** YOUR TASKS **
#1 From the Operation Hoover article, extract the passage starting at "Casualties and losses" and ending at "Operation Baaz Tsuka.".
#2 Using the Operation Hoover article, please explain in one to three sentences what the operation set out to achieve.
#3 Carry on the Operation Hoover article from its final sentence.

** SOURCE DOCUMENT **
- Operation Hoover: Part of Operation Falcon Summit, War in Afghanistan (2001–2021)
| Date | May 24–25, 2007 |
| Location | Zhari District, Kandahar Province, Afghanistan |
| Result | Coalition victory |

Belligerents
- Coalition:; Canada; Islamic Republic of Afghanistan; Portugal; United Kingdom;: Taliban

Commanders and leaders
- Battle group commander Lt.Col. Rob Walker; OC "I" Company Maj. David Quick; OC "H" Company Maj. Alex Ruff; OC OMLT Maj. James Price;: Local Taliban commanders

Strength
- 1,000 total; 900 Regular troops; 100 Portuguese Army Commandos;: Up to 300 insurgents

Casualties and losses
- 1 killed 2 wounded 1 wounded: 60–100 killed

= Operation Hoover =

2007 military operation

Operation Hoover was a 2007 Canadian-led offensive in the War in Afghanistan against the Taliban in the Kandahar Province district of Zhari. The aims of the operation were to root out as many as 300 suspected Afghan insurgents who had moved into the villages of the Zhari District. Operation Hoover was initially an H Company/A Squadron Combat Team operation, but grew to a 2nd Battalion Royal Canadian Regiment Battle Group operation for the final phase in Nalgham, Zhari. Operation Hoover was part of the overarching Operation Baaz Tsuka.

[Rows drawn from a dataset]

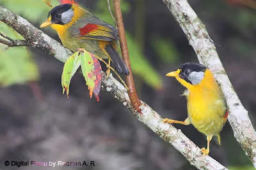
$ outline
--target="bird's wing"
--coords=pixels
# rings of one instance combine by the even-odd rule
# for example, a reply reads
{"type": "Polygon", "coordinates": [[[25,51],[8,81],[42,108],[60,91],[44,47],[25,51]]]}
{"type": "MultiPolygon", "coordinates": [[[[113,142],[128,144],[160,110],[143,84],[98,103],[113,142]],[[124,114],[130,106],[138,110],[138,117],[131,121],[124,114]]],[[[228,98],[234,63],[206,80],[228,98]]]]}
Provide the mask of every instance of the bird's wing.
{"type": "Polygon", "coordinates": [[[79,39],[103,41],[118,40],[117,30],[110,24],[86,12],[76,24],[79,29],[74,30],[79,39]]]}

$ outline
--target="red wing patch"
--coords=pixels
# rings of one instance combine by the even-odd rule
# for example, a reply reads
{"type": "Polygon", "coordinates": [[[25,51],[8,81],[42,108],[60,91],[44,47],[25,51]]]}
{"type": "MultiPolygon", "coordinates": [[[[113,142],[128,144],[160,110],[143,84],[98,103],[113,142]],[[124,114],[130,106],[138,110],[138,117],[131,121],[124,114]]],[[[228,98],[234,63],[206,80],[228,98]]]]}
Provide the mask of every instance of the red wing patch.
{"type": "Polygon", "coordinates": [[[59,0],[60,4],[78,4],[78,3],[76,3],[77,0],[59,0]]]}
{"type": "Polygon", "coordinates": [[[83,27],[83,28],[79,29],[80,34],[81,36],[85,36],[88,33],[92,32],[93,30],[97,29],[99,27],[99,25],[93,24],[87,24],[86,25],[83,27]]]}
{"type": "Polygon", "coordinates": [[[226,112],[226,115],[225,115],[225,116],[224,116],[223,118],[227,118],[228,117],[228,111],[227,111],[227,112],[226,112]]]}

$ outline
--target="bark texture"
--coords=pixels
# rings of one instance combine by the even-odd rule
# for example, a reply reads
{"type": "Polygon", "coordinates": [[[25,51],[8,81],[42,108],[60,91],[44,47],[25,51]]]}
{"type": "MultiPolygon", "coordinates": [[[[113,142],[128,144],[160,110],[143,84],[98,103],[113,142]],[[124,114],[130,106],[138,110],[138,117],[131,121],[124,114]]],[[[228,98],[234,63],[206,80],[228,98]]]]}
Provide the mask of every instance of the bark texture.
{"type": "MultiPolygon", "coordinates": [[[[26,19],[1,6],[0,20],[22,35],[31,47],[49,53],[61,62],[65,62],[72,54],[70,50],[35,27],[26,19]]],[[[121,102],[140,122],[160,138],[173,145],[191,165],[200,169],[227,169],[209,156],[202,157],[200,148],[180,130],[168,124],[161,123],[163,118],[161,116],[143,101],[140,107],[140,112],[134,111],[126,89],[111,75],[108,79],[105,73],[102,73],[102,89],[121,102]]]]}
{"type": "Polygon", "coordinates": [[[213,41],[186,0],[163,0],[180,24],[199,62],[205,65],[220,84],[227,99],[228,120],[234,135],[256,168],[256,132],[225,71],[213,41]]]}

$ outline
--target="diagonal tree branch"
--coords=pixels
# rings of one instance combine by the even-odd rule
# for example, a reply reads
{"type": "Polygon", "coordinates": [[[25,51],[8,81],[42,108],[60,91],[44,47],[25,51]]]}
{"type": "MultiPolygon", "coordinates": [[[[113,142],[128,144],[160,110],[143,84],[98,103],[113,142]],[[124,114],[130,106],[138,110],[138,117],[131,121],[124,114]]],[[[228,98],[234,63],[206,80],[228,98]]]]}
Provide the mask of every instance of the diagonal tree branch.
{"type": "MultiPolygon", "coordinates": [[[[22,35],[31,47],[53,55],[65,62],[72,52],[52,39],[21,17],[0,6],[0,20],[22,35]]],[[[198,169],[227,169],[209,156],[202,157],[200,149],[188,139],[180,130],[172,125],[161,123],[163,118],[148,105],[141,102],[140,114],[134,110],[126,89],[113,76],[106,78],[102,73],[102,89],[117,99],[134,114],[137,118],[160,138],[173,145],[190,164],[198,169]]]]}
{"type": "Polygon", "coordinates": [[[125,37],[125,31],[124,30],[123,18],[122,17],[121,6],[119,0],[113,0],[115,9],[115,16],[116,20],[116,26],[118,31],[118,36],[120,38],[120,43],[121,46],[122,55],[123,56],[124,61],[128,67],[129,74],[126,75],[126,83],[129,88],[129,97],[131,99],[132,106],[134,110],[140,111],[140,106],[141,103],[135,89],[134,82],[133,81],[133,76],[130,64],[130,58],[129,57],[127,42],[125,37]]]}
{"type": "Polygon", "coordinates": [[[221,87],[227,99],[228,120],[234,135],[247,157],[256,167],[256,132],[233,89],[220,60],[216,47],[196,13],[187,0],[163,0],[184,32],[189,45],[194,48],[199,62],[207,66],[221,87]]]}

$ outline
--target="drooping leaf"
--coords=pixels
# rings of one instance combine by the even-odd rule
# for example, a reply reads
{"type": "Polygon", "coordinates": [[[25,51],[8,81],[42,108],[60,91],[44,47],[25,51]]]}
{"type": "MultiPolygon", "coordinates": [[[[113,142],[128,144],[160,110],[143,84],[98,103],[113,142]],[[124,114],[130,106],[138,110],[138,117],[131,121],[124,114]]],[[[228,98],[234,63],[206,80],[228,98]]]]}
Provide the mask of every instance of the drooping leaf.
{"type": "MultiPolygon", "coordinates": [[[[0,32],[13,39],[24,39],[17,32],[4,24],[0,25],[0,32]]],[[[1,36],[0,38],[4,39],[1,36]]],[[[25,84],[28,81],[37,81],[38,79],[38,67],[26,48],[22,46],[8,48],[6,45],[1,44],[1,86],[25,84]]]]}
{"type": "Polygon", "coordinates": [[[93,60],[93,75],[95,76],[96,78],[94,81],[95,87],[93,90],[93,94],[96,97],[97,101],[99,101],[99,94],[100,91],[100,86],[101,86],[101,66],[99,60],[93,56],[93,55],[90,54],[92,59],[93,60]]]}
{"type": "Polygon", "coordinates": [[[94,90],[94,81],[96,80],[96,76],[93,74],[93,60],[90,53],[86,51],[84,51],[83,53],[81,55],[81,67],[82,68],[83,75],[88,87],[90,97],[92,98],[92,93],[94,90]]]}
{"type": "Polygon", "coordinates": [[[78,4],[77,0],[58,0],[60,4],[78,4]]]}
{"type": "Polygon", "coordinates": [[[63,71],[61,74],[63,94],[66,91],[67,97],[68,98],[71,78],[80,66],[79,64],[81,64],[79,62],[80,59],[79,59],[79,56],[78,55],[79,52],[77,52],[68,57],[64,64],[63,71]]]}

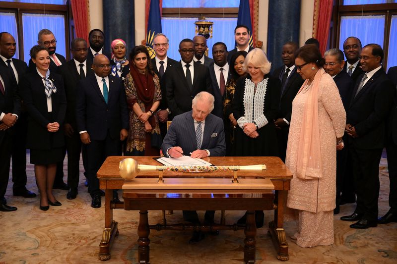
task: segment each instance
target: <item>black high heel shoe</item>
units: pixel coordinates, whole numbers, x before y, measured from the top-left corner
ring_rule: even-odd
[[[53,203],[52,202],[51,202],[51,201],[50,201],[49,200],[48,200],[48,203],[51,206],[61,206],[62,205],[62,204],[61,204],[61,203],[60,203],[58,201],[56,201],[55,203]]]

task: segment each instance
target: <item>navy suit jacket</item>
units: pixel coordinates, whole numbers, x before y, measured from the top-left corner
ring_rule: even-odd
[[[63,65],[66,63],[66,59],[64,56],[58,53],[56,53],[55,55],[57,56],[57,57],[58,58],[58,59]],[[29,60],[29,71],[30,72],[36,72],[36,64],[33,63],[31,58]],[[54,73],[59,73],[58,66],[51,58],[50,59],[50,71]]]
[[[192,101],[200,92],[212,93],[208,67],[197,62],[194,63],[194,67],[195,72],[191,91],[188,86],[180,61],[175,67],[167,70],[166,98],[173,116],[191,110]]]
[[[383,68],[369,79],[356,96],[364,74],[357,79],[346,112],[346,123],[355,128],[358,137],[350,137],[353,146],[361,149],[384,146],[385,123],[392,106],[394,90]]]
[[[216,81],[216,76],[215,75],[215,70],[214,69],[214,62],[211,64],[209,66],[209,75],[211,76],[211,81],[212,84],[212,94],[215,97],[215,103],[214,104],[214,109],[211,112],[217,116],[223,118],[223,100],[225,98],[225,95],[226,93],[226,89],[225,89],[225,93],[222,96],[220,93],[220,88],[218,85],[218,82]],[[226,84],[232,78],[231,74],[230,73],[230,67],[229,65],[229,72],[227,73],[227,79],[226,80]],[[226,85],[225,85],[226,87]]]
[[[174,118],[163,140],[163,153],[167,153],[168,149],[177,146],[182,148],[187,156],[198,149],[192,113],[193,110],[191,110]],[[200,149],[208,150],[211,156],[224,156],[226,153],[223,121],[212,114],[208,114],[205,118]]]
[[[342,103],[345,110],[347,110],[349,107],[351,99],[351,93],[353,92],[354,87],[353,79],[343,69],[333,77],[333,81],[336,84],[336,87],[339,90],[339,94],[342,99]]]
[[[91,139],[104,140],[109,131],[120,138],[120,130],[128,129],[126,93],[119,78],[109,76],[108,104],[105,102],[95,74],[80,80],[77,88],[76,121],[79,131],[86,131]]]
[[[87,59],[86,77],[94,74],[91,68],[92,63]],[[77,84],[80,80],[80,67],[76,67],[74,60],[72,59],[59,67],[59,72],[64,78],[65,93],[67,101],[67,108],[65,122],[70,124],[73,129],[77,128],[76,123],[76,101],[77,97]]]

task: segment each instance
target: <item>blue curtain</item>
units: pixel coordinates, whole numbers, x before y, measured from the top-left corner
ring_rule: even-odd
[[[8,32],[12,35],[16,43],[16,52],[14,58],[19,58],[18,44],[18,29],[16,27],[16,18],[15,13],[0,12],[0,32]]]
[[[388,53],[388,70],[393,66],[397,66],[397,15],[392,16],[392,25],[389,40]]]
[[[67,0],[1,0],[5,2],[18,2],[31,3],[48,3],[51,4],[66,4]]]
[[[161,26],[163,34],[169,39],[170,48],[167,55],[175,60],[180,60],[181,55],[178,50],[179,43],[184,39],[192,39],[196,33],[195,22],[197,18],[163,17]]]
[[[208,56],[212,57],[212,45],[219,41],[226,45],[228,51],[234,49],[234,28],[237,25],[237,18],[207,17],[206,20],[214,22],[212,38],[207,41]]]
[[[163,0],[163,7],[238,7],[240,0]]]
[[[376,43],[383,47],[384,15],[342,16],[340,18],[339,48],[343,50],[343,42],[349,37],[358,38],[362,46]]]
[[[23,25],[23,54],[25,61],[29,61],[30,49],[37,45],[39,31],[47,28],[54,33],[57,39],[56,53],[66,56],[65,23],[64,15],[22,14]]]
[[[373,3],[395,3],[396,0],[343,0],[344,5],[371,4]]]

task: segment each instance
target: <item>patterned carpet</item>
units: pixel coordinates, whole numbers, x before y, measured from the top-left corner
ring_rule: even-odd
[[[29,160],[29,158],[28,158]],[[66,164],[66,160],[65,160]],[[379,214],[389,210],[389,178],[386,159],[381,164],[381,192]],[[66,167],[65,167],[66,171]],[[33,166],[29,165],[27,187],[38,193]],[[12,196],[10,179],[5,198],[15,212],[0,212],[0,264],[91,264],[103,263],[98,259],[99,245],[104,225],[103,206],[94,209],[84,187],[82,174],[77,198],[66,199],[66,191],[55,190],[55,194],[63,206],[39,209],[39,198],[25,199]],[[66,179],[65,179],[66,181]],[[121,197],[120,193],[119,197]],[[102,202],[103,202],[103,199]],[[350,214],[355,205],[341,206],[340,213],[335,216],[335,243],[328,247],[301,248],[290,239],[295,226],[286,223],[287,239],[292,264],[396,264],[397,263],[397,223],[379,225],[368,229],[349,228],[349,222],[339,220]],[[137,263],[136,228],[138,213],[135,211],[115,210],[114,219],[119,222],[120,235],[114,243],[109,264]],[[201,219],[203,214],[200,215]],[[227,223],[233,223],[243,211],[226,211]],[[273,218],[272,211],[266,211],[265,219]],[[149,212],[149,223],[161,221],[160,211]],[[216,219],[219,219],[217,212]],[[182,212],[167,216],[170,223],[182,219]],[[266,224],[267,225],[267,222]],[[265,225],[265,226],[266,225]],[[217,236],[207,236],[196,245],[188,241],[189,231],[151,231],[150,263],[154,264],[241,263],[243,258],[243,231],[221,231]],[[257,263],[280,264],[267,229],[258,230],[257,236]]]

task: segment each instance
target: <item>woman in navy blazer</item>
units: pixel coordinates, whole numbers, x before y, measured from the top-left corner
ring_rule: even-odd
[[[28,114],[26,147],[34,164],[36,182],[40,193],[40,209],[61,206],[53,194],[57,162],[62,160],[63,123],[66,97],[61,75],[50,73],[50,55],[38,45],[30,50],[36,70],[23,76],[19,92]]]

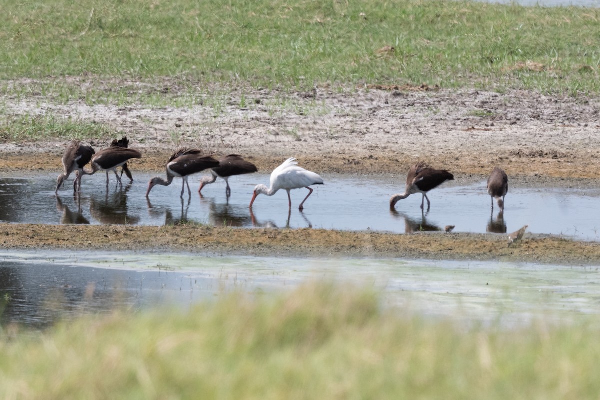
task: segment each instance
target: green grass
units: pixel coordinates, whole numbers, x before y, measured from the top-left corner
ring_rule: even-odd
[[[2,335],[5,399],[587,399],[596,318],[466,328],[382,309],[370,290],[305,284],[189,312],[116,312]],[[9,339],[12,338],[12,339]]]
[[[600,10],[593,8],[446,0],[44,0],[8,2],[2,11],[0,79],[114,79],[115,91],[104,94],[112,101],[140,95],[121,92],[122,79],[169,79],[193,91],[425,83],[600,92]],[[379,51],[384,46],[394,51]]]
[[[41,115],[0,116],[0,143],[56,138],[85,140],[119,134],[121,133],[104,125],[92,121]]]

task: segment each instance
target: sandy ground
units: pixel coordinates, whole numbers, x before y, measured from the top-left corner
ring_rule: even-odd
[[[169,95],[179,94],[176,86],[167,87]],[[447,91],[425,87],[322,88],[293,94],[240,91],[222,99],[218,107],[221,112],[217,112],[215,104],[208,100],[199,101],[202,105],[185,109],[92,106],[83,101],[62,105],[49,103],[35,94],[26,98],[4,96],[2,100],[9,115],[40,114],[95,121],[122,131],[130,139],[130,147],[144,154],[142,159],[130,164],[133,171],[161,170],[173,151],[185,145],[217,155],[241,154],[265,172],[295,157],[302,166],[320,173],[353,174],[364,179],[372,175],[404,176],[412,164],[424,161],[465,180],[480,179],[499,166],[505,169],[513,185],[575,187],[600,184],[600,98],[596,97],[551,97],[527,91]],[[241,107],[244,103],[247,106]],[[90,143],[97,151],[113,139]],[[66,144],[67,141],[61,140],[2,143],[0,170],[17,174],[25,170],[56,170],[58,176]],[[403,190],[398,188],[398,192]],[[163,229],[175,234],[176,228],[182,228]],[[36,225],[35,235],[28,234],[31,229],[26,227],[3,225],[2,228],[0,235],[5,235],[7,240],[0,240],[0,246],[5,248],[74,248],[77,245],[70,238],[77,230],[102,232],[114,229],[133,230],[115,237],[106,234],[116,248],[152,248],[138,234],[131,233],[153,229],[149,227]],[[212,235],[207,236],[203,229],[185,227],[187,236],[177,235],[176,243],[166,240],[161,245],[186,251],[247,254],[268,248],[271,253],[298,254],[306,250],[302,246],[308,246],[311,254],[316,251],[323,255],[600,261],[597,244],[557,238],[530,237],[515,249],[506,247],[505,237],[495,235],[371,233],[369,237],[383,237],[381,243],[387,243],[374,246],[368,244],[371,239],[361,239],[364,233],[332,235],[325,231],[319,234],[335,237],[338,241],[328,241],[323,246],[322,238],[313,237],[319,236],[313,234],[320,232],[316,230],[312,233],[212,230],[220,232],[216,235],[219,237],[225,233],[226,237],[233,235],[236,244],[225,245],[216,236],[211,239],[212,244],[210,240],[200,240]],[[65,233],[69,230],[73,231]],[[193,233],[194,230],[197,234]],[[62,234],[66,236],[59,239]],[[97,238],[98,234],[86,236]],[[53,235],[57,236],[56,240]],[[277,240],[274,241],[274,236]],[[79,245],[98,245],[97,239],[82,240]],[[203,244],[194,244],[199,240]],[[301,240],[305,242],[296,244]],[[310,245],[313,240],[315,242]],[[419,243],[425,245],[427,251],[419,249]],[[535,250],[529,247],[534,244]]]

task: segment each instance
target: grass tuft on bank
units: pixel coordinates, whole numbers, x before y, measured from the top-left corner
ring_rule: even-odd
[[[596,398],[598,326],[465,327],[382,308],[372,290],[307,283],[189,311],[2,332],[0,397]]]

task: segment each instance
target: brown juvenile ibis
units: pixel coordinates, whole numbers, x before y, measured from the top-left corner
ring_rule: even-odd
[[[199,193],[202,193],[202,188],[206,185],[215,183],[217,178],[221,178],[227,184],[225,194],[227,197],[231,196],[231,188],[229,188],[229,177],[236,175],[243,175],[247,173],[254,173],[258,169],[256,166],[245,160],[242,156],[237,154],[230,154],[219,160],[219,166],[211,170],[211,176],[205,176],[200,181]]]
[[[289,200],[290,209],[291,209],[292,197],[290,196],[290,191],[293,189],[306,188],[309,191],[308,194],[298,207],[298,209],[302,211],[304,209],[304,202],[313,194],[313,190],[309,187],[323,184],[323,178],[318,175],[298,167],[295,158],[288,158],[271,173],[270,188],[267,188],[264,185],[259,185],[254,188],[254,194],[250,201],[250,208],[252,208],[252,204],[254,204],[258,195],[266,194],[268,196],[272,196],[280,189],[283,189],[287,192],[287,199]]]
[[[406,177],[406,189],[403,194],[395,194],[389,199],[389,207],[393,209],[396,203],[406,199],[411,194],[421,193],[423,200],[421,203],[421,209],[425,205],[425,199],[427,199],[427,210],[431,206],[431,203],[427,197],[427,192],[435,189],[446,181],[454,181],[454,176],[448,171],[434,170],[424,163],[419,163],[413,166]]]
[[[110,146],[107,149],[101,150],[92,158],[92,170],[83,170],[86,175],[93,175],[98,171],[106,172],[106,189],[109,188],[109,172],[113,171],[116,176],[117,182],[121,186],[123,182],[121,176],[116,173],[116,169],[122,167],[131,158],[141,158],[142,153],[135,149],[128,149],[119,146]]]
[[[146,197],[150,195],[150,191],[157,185],[169,186],[173,182],[175,178],[181,178],[183,179],[183,188],[181,189],[181,197],[183,198],[185,193],[185,186],[187,185],[188,192],[191,197],[191,191],[188,183],[188,177],[199,172],[202,172],[209,168],[215,168],[219,166],[219,162],[209,157],[203,157],[201,151],[197,149],[182,148],[178,149],[171,156],[167,163],[167,180],[157,176],[150,180],[148,184],[148,190],[146,192]]]
[[[120,140],[115,139],[112,141],[112,143],[110,143],[110,146],[122,147],[124,149],[128,149],[129,148],[129,139],[127,139],[127,136],[124,136]],[[133,176],[131,175],[131,172],[129,170],[129,168],[127,167],[127,163],[125,163],[124,164],[121,166],[121,168],[122,169],[121,170],[121,177],[123,178],[123,173],[124,172],[125,175],[129,178],[129,180],[133,182]]]
[[[75,172],[76,175],[75,181],[73,182],[73,191],[77,191],[78,188],[81,190],[81,177],[83,167],[91,161],[92,156],[95,152],[91,146],[82,145],[79,140],[71,142],[65,149],[65,153],[62,156],[62,166],[65,169],[65,172],[56,179],[55,194],[57,196],[62,182],[73,172]]]
[[[523,238],[523,235],[525,234],[525,231],[529,227],[529,225],[526,225],[521,229],[519,229],[516,232],[513,232],[508,235],[508,246],[510,247],[511,245],[514,243],[517,243],[520,242],[521,239]]]
[[[498,201],[500,211],[504,210],[504,198],[508,193],[508,176],[496,167],[488,178],[488,193],[491,196],[491,210],[494,212],[494,199]]]

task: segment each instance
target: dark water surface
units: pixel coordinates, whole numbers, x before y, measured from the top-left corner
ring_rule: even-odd
[[[227,199],[222,181],[197,193],[200,176],[190,178],[193,193],[179,197],[181,180],[170,187],[157,186],[145,197],[151,175],[134,173],[136,182],[117,188],[111,176],[108,193],[105,177],[85,177],[80,196],[74,197],[72,181],[54,196],[56,176],[40,174],[24,178],[0,178],[0,221],[17,223],[117,224],[163,225],[181,221],[244,228],[322,228],[341,230],[389,231],[442,230],[454,225],[455,232],[511,233],[524,225],[534,233],[565,235],[581,240],[600,239],[600,189],[511,187],[506,210],[491,213],[485,182],[461,185],[445,184],[428,195],[429,212],[420,209],[421,196],[401,200],[395,211],[390,197],[404,191],[404,176],[374,179],[356,176],[324,177],[325,184],[315,187],[305,204],[305,189],[292,192],[289,212],[284,191],[269,197],[259,196],[253,210],[248,208],[254,187],[268,184],[269,176],[255,174],[230,179],[232,197]],[[127,180],[127,179],[125,179]]]
[[[0,252],[0,324],[176,307],[232,291],[284,293],[302,282],[374,287],[386,306],[465,323],[557,323],[600,314],[598,267],[520,263],[214,257],[123,252]]]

** ANSWER SET **
#1
Casualties and losses
- 1 killed 2 wounded 1 wounded: 60–100 killed

= Operation Hoover =

2007 military operation

Operation Hoover was a 2007 Canadian-led offensive in the War in Afghanistan against the Taliban in the Kandahar Province district of Zhari. The aims of the operation were to root out as many as 300 suspected Afghan insurgents who had moved into the villages of the Zhari District. Operation Hoover was initially an H Company/A Squadron Combat Team operation, but grew to a 2nd Battalion Royal Canadian Regiment Battle Group operation for the final phase in Nalgham, Zhari. Operation Hoover was part of the overarching Operation Baaz Tsuka.

#2 The operation aimed to root out as many as 300 suspected Afghan insurgents who had moved into the villages of the Zhari District in Kandahar Province.

#3
==Battle==
During the first morning of the operation, Leopard tanks from Lord Strathcona's Horse entered Zhari, accompanied with pickup trucks filled with Afghan National Army troops. One of the tanks was hit by an improvised explosive device, but no casualties were reported.

At dawn the Portuguese Commandos secured a few compounds to the east. One platoon to the north came in contact with insurgents. The contact lasted for more than an hour but at the end the commandos, supported by Portuguese special forces snipers, manage to get to their objective. One Portuguese soldier was air medevac'd, and an undetermined number of insurgents lay on the ground.

Shortly afterwards, Corporal Matthew McCully, a signals operator with the 2 Canadian Mechanized Brigade Group, was killed when he stepped on a landmine. Another Canadian, as well as an Afghan translator, were also wounded in the incident which occurred outside Nalgham village.

Master Corporal Rob McGregor, of the 2nd Battalion, The Royal Canadian Regiment, was injured in the operation when he fell and broke his ankle.

Throughout the day a number of close air support tasks were requested but none deployed any ordnance.